_WHAT YOU NEED TO DO_
From the items below, output as a numbered list only the lines starting with the line containing "The service MUST return one point per instance of the overhead" and going on through the line containing "Target: power line", both included, with blank lines left out.

┄┄┄┄┄┄┄┄┄┄┄┄┄┄┄┄┄┄┄┄

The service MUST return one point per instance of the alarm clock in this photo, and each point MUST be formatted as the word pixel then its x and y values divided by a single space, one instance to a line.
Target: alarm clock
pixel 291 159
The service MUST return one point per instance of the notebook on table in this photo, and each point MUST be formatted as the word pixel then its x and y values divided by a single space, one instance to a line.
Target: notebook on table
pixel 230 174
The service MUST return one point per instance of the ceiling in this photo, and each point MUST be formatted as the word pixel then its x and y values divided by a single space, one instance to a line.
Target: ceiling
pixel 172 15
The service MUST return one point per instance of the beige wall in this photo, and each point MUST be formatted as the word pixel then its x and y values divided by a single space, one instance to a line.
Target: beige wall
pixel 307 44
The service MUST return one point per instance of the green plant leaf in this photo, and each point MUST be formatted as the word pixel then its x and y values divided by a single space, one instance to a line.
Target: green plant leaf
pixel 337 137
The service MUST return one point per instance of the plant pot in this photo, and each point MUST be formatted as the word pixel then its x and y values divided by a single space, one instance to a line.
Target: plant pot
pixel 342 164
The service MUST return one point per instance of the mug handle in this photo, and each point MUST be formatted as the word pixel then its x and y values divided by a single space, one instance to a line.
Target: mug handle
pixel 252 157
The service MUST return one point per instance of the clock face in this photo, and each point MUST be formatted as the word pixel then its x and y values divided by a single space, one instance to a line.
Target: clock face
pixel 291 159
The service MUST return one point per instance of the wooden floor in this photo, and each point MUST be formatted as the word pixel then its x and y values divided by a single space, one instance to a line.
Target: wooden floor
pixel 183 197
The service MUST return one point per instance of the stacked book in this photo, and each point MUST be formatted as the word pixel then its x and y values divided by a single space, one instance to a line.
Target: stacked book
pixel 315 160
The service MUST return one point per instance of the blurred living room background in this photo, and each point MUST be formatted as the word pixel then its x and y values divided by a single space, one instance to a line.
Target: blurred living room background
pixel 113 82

┄┄┄┄┄┄┄┄┄┄┄┄┄┄┄┄┄┄┄┄

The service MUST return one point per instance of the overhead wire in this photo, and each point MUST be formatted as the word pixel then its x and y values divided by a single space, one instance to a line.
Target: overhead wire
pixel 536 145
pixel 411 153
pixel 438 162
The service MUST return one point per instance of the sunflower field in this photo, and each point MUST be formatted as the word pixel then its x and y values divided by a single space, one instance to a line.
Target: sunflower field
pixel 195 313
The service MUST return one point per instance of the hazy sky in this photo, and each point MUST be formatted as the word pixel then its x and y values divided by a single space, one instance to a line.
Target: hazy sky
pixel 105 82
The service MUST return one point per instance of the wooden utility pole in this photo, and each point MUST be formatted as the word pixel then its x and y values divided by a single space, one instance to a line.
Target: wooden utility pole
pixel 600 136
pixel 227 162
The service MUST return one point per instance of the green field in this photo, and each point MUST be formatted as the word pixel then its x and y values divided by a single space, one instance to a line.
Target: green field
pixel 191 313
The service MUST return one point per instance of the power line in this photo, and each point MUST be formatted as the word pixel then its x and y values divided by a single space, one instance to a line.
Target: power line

┄┄┄┄┄┄┄┄┄┄┄┄┄┄┄┄┄┄┄┄

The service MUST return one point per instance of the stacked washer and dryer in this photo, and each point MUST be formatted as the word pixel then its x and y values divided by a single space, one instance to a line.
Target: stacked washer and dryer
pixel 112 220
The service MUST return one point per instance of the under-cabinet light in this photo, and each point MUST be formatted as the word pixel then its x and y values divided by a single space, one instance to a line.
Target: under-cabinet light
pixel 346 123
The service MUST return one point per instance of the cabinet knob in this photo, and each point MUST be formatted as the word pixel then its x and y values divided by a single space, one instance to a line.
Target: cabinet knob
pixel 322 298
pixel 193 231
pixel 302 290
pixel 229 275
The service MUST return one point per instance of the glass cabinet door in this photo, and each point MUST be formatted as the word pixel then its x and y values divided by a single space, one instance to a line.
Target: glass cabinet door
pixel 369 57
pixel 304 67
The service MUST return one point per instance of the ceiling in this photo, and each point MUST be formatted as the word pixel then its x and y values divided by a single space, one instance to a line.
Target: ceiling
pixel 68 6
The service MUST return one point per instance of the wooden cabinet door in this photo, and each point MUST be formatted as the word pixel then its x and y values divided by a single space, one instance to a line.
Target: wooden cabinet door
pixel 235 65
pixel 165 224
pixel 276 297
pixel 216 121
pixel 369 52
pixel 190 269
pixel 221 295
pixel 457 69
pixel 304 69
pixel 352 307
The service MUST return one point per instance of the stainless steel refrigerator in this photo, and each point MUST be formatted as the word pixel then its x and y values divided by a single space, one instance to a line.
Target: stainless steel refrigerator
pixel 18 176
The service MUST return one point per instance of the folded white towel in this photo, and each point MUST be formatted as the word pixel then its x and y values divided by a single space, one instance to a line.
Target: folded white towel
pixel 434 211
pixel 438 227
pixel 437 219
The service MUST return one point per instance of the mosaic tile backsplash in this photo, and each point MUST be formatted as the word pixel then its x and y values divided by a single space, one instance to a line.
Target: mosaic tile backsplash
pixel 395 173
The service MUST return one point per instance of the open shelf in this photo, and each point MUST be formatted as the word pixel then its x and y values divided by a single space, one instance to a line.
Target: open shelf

┄┄┄┄┄┄┄┄┄┄┄┄┄┄┄┄┄┄┄┄

_ANSWER TO THE PROBLEM_
1. The service MUST return one point per instance of the overhead wire in this photo, and each point MUST be formatted as the word pixel then its x and y values divided by a single space, one instance to a line.
2. Target: overhead wire
3. pixel 536 145
4. pixel 411 153
5. pixel 438 162
6. The service MUST return one point per instance of the sunflower field in this photo, and each point MUST be formatted as the word pixel then its x and y values divided by a single space, one instance to a line.
7. Target: sunflower field
8. pixel 195 313
9. The service MUST return one point per instance of the hazy sky in this photo, and each point MUST be formatted as the word pixel then its x and y values divided by a single space, one instance to a line.
10. Target: hazy sky
11. pixel 105 82
12. The service MUST return one point per instance of the wooden utility pole in this photo, and each point MUST be formatted as the word pixel then its x and y values divided by a single space, one instance to a line.
13. Target: wooden utility pole
14. pixel 600 136
15. pixel 227 162
16. The service MUST return one point per instance of the green field in this photo, and each point MUST be formatted as the word pixel then its x and y values divided by a single space, one instance to a line.
17. Target: green field
18. pixel 191 313
19. The service MUST return one point per instance of the power line in this photo, and each point MUST be formatted as the word pixel then its x and y values divided by a single space, one instance to a line.
20. Target: power line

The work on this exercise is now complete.